STATED GOAL 1 = Find every line in the listing below that contains the word "ripe", and copy each of those lines.

SOURCE PASSAGE =

--------

In direct collaboration with NVIDIA, ASUS has announced the world's first 500 Hz G-Sync enabled gaming display during Computex 2022. The latest ROG Swift 24.1-inch display will feature a 500 Hz panel with a 1080p resolution and comes loaded with features such as NVIDA's Reflex Analyzer and a new vibrance mode.

Designed more the fast-paced eSports titles such as Counter-Strike: Global Offensive, Valorant, Overwatch, and titles like these, the latest monitor from ASUS's premium ROG Swift range now features an impressive 500 Hz E-TN display. Not to be confused with the standard TN panels, ASUS uses its new "eSport TN" technology, which ASUS claims offers 60% better response times.

In the above video embedded, ASUS and NVIDIA give a small demonstration of the benefits of moving to 500 Hz from 240 and 144 Hz. It tests things such as animation smoothness, ghosting, and system latency.

--------

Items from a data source
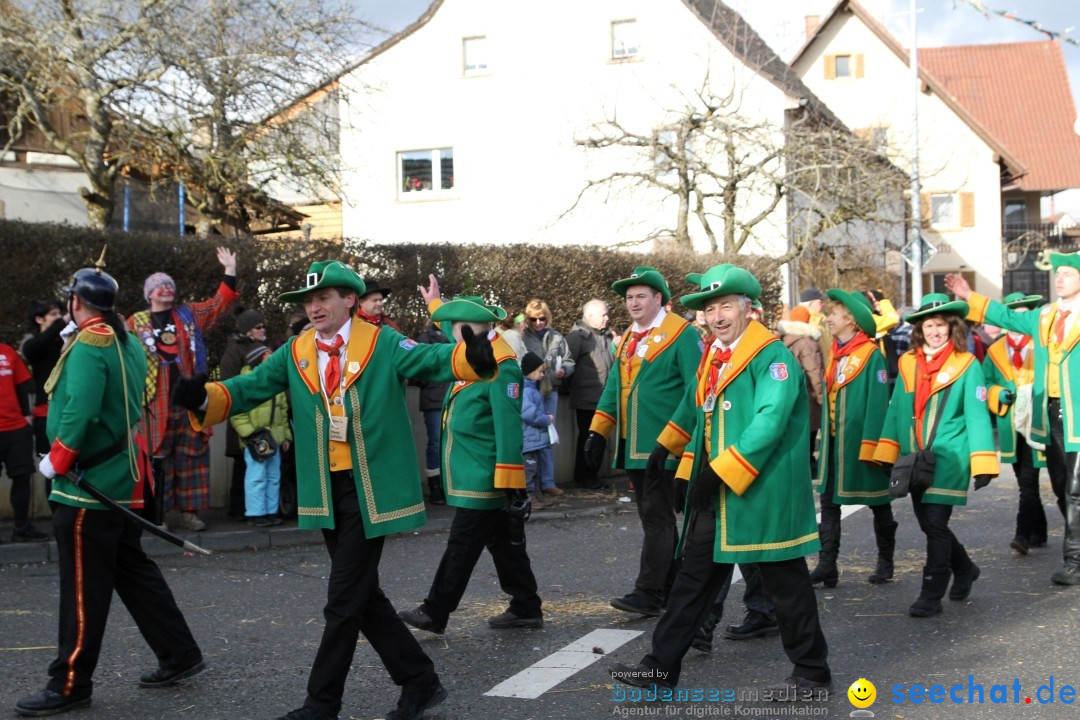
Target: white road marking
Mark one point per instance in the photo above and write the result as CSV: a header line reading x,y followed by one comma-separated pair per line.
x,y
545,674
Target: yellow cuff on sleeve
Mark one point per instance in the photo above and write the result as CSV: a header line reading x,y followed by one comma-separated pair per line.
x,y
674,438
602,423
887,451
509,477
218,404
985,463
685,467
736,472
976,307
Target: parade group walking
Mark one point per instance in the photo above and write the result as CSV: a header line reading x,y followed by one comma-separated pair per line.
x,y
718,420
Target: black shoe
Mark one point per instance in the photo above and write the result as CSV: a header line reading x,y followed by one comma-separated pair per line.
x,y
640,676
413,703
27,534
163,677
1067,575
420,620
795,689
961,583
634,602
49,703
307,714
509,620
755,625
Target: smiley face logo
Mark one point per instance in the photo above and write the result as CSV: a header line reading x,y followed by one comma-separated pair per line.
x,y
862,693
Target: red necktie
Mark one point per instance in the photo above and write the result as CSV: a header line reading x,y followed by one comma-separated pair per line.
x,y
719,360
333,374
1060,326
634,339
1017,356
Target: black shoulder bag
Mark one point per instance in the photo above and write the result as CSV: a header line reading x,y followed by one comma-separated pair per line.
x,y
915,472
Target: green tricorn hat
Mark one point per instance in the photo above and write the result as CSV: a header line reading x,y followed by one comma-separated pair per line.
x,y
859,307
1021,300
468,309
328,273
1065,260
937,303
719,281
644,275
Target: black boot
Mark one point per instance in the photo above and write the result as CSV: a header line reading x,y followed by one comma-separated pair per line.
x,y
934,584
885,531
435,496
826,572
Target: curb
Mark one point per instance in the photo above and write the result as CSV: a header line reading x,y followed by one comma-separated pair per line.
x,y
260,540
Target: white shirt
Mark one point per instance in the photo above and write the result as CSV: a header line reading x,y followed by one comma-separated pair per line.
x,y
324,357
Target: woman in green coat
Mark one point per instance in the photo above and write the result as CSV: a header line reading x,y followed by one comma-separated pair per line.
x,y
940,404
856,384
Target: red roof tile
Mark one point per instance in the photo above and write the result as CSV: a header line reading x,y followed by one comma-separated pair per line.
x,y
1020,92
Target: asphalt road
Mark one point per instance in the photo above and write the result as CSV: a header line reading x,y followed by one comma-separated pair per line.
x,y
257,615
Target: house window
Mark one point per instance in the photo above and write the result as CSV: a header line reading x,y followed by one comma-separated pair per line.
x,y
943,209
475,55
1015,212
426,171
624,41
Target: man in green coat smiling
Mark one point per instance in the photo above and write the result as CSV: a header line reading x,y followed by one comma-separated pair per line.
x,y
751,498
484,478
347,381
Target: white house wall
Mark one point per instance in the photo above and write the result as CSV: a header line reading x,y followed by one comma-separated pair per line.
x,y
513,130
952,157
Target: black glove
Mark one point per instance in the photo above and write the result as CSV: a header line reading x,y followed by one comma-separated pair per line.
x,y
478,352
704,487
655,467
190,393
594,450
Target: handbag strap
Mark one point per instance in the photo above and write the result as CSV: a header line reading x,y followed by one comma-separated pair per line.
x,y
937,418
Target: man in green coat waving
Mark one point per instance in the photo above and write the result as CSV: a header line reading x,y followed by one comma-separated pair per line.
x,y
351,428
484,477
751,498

--------

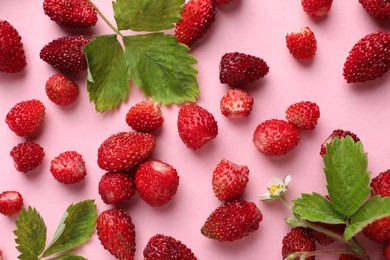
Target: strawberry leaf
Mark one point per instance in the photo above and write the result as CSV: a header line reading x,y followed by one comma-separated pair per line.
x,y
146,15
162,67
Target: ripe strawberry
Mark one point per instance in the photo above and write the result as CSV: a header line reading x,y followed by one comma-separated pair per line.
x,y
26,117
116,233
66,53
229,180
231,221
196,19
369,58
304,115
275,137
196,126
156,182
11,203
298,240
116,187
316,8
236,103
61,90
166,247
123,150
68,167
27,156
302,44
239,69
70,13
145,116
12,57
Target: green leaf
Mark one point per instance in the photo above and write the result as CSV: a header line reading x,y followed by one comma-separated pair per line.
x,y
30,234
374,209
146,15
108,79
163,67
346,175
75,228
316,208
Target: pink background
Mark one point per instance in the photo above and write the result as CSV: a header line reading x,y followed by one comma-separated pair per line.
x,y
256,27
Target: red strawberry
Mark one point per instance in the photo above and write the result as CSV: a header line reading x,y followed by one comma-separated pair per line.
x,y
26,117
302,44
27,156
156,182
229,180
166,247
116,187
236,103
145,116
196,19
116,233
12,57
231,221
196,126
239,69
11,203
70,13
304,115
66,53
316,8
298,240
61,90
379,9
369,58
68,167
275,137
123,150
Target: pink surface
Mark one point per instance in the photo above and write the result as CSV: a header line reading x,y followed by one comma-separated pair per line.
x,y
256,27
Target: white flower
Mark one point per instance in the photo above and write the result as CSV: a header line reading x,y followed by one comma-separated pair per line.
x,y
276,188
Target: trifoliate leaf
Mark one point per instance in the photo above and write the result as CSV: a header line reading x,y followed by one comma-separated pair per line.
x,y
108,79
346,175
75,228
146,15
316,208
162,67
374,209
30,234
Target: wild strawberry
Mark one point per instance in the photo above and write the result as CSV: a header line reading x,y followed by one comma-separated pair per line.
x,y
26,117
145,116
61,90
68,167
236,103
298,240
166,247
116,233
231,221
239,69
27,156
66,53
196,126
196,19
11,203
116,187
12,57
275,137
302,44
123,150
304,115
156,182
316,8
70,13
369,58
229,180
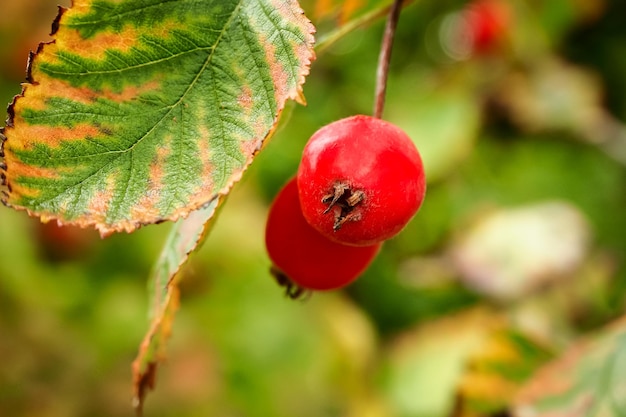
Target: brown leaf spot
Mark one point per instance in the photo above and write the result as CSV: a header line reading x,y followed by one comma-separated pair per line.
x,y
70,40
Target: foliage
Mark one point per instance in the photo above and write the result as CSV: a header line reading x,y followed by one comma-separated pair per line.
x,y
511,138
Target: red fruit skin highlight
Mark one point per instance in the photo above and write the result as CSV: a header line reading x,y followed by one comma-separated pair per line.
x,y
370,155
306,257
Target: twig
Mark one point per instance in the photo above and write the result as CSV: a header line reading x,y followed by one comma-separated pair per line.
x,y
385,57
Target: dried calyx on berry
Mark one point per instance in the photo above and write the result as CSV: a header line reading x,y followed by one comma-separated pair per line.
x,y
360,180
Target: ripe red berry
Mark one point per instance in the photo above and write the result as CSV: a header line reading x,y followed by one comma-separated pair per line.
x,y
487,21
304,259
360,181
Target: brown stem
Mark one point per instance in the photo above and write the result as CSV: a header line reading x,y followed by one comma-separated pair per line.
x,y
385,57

--------

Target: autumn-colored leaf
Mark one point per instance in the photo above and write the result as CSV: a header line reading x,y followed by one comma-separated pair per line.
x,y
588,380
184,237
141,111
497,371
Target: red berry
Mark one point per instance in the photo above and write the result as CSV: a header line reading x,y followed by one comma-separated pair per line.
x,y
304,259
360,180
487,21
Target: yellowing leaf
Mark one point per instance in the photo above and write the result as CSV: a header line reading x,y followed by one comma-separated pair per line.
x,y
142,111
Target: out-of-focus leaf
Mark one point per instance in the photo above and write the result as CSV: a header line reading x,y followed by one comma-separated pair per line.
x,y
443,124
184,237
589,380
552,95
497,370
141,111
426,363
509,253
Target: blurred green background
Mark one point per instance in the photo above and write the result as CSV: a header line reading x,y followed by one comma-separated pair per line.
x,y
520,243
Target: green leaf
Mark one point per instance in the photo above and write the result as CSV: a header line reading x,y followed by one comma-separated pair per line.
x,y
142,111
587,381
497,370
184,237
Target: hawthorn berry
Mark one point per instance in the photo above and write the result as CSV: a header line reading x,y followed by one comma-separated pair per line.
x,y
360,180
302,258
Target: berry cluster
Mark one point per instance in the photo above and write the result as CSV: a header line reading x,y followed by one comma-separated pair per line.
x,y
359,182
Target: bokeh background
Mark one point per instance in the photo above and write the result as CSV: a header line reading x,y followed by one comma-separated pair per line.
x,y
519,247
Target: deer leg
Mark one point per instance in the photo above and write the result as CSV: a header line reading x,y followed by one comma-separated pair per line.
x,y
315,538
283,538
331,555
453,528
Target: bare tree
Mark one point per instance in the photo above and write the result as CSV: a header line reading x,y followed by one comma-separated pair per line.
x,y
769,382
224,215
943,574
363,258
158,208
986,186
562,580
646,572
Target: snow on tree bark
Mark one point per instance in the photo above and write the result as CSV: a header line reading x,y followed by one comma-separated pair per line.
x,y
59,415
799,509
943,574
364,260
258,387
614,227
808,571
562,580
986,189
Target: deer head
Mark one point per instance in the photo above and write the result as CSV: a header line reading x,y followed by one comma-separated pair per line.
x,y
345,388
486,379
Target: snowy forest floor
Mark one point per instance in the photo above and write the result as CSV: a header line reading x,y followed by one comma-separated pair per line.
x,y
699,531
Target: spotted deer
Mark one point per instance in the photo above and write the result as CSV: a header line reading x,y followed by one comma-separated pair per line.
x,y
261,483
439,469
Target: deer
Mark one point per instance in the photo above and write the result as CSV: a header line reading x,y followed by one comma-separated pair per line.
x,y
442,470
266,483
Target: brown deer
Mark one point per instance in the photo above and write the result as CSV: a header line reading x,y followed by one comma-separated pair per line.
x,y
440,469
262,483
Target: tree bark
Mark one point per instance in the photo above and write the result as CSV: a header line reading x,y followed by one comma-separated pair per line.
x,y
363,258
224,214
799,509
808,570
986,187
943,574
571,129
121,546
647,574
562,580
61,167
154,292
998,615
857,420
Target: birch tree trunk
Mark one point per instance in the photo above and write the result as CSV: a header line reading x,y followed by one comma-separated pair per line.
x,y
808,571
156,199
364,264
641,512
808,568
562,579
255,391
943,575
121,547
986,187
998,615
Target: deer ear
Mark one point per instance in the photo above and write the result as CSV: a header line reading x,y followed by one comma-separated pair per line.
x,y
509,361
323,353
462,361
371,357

--------

STATED GOAL 2 = Pick up the article above about the ASUS 500 Hz gaming monitor and continue it from the point where it stops.

FINAL ANSWER 1 =
Target: ripe strawberry
Target: ripe red berry

FINAL ANSWER 2 =
The ASUS ROG Swift 500Hz uses a 24.1-inch panel with a 1080p resolution. It also benefits from NVIDIA G-Sync and NVIDIA's Reflex Analyzer, which is designed to detect system latency, measure mouse clicks when using an NVIDIA Reflex certified gaming mouse, and to measure the time for the resulting pixels to change on the screen.

ASUS also includes a new enhanced vibrance mode, which is specifically tuned for eSports and is built into the monitor's firmware. ASUS claims this allows light to travel through the LCD crystals for better color vibrancy.

As we've seen from previous ROG Swift releases over the years, don't expect this to be cheap or affordable for the everyday gamer. At the time of writing, ASUS hasn't revealed the expected MSRP of the ROG Swift 500 Hz gaming monitor, nor does it state when it might hit retail shelves.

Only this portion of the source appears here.